**TASK BRIEF:**
Swap "Returns" for "Outputs" everywhere in the lines and change nothing else.

>> start RECORDS FOR PROCESSING

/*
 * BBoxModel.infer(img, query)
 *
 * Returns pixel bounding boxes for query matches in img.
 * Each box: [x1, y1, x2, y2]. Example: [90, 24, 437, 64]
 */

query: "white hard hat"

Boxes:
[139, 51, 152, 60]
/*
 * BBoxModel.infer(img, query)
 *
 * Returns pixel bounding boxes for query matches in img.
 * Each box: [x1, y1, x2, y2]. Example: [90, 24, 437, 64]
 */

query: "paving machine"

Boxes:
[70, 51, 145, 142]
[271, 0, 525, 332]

>> end RECORDS FOR PROCESSING

**RESULT FOR THIS TASK:**
/*
 * BBoxModel.infer(img, query)
 *
 * Outputs pixel bounding boxes for query matches in img.
 * Each box: [x1, y1, x2, y2]. Example: [90, 24, 437, 64]
 */

query: "white hard hat"

Boxes:
[139, 51, 152, 60]
/*
 * BBoxModel.infer(img, query)
 *
 * Outputs pixel bounding boxes for query matches in img.
 * Each box: [x1, y1, x2, y2]. Example: [90, 24, 437, 64]
 */

query: "paving machine"

Boxes:
[70, 51, 145, 142]
[271, 0, 525, 332]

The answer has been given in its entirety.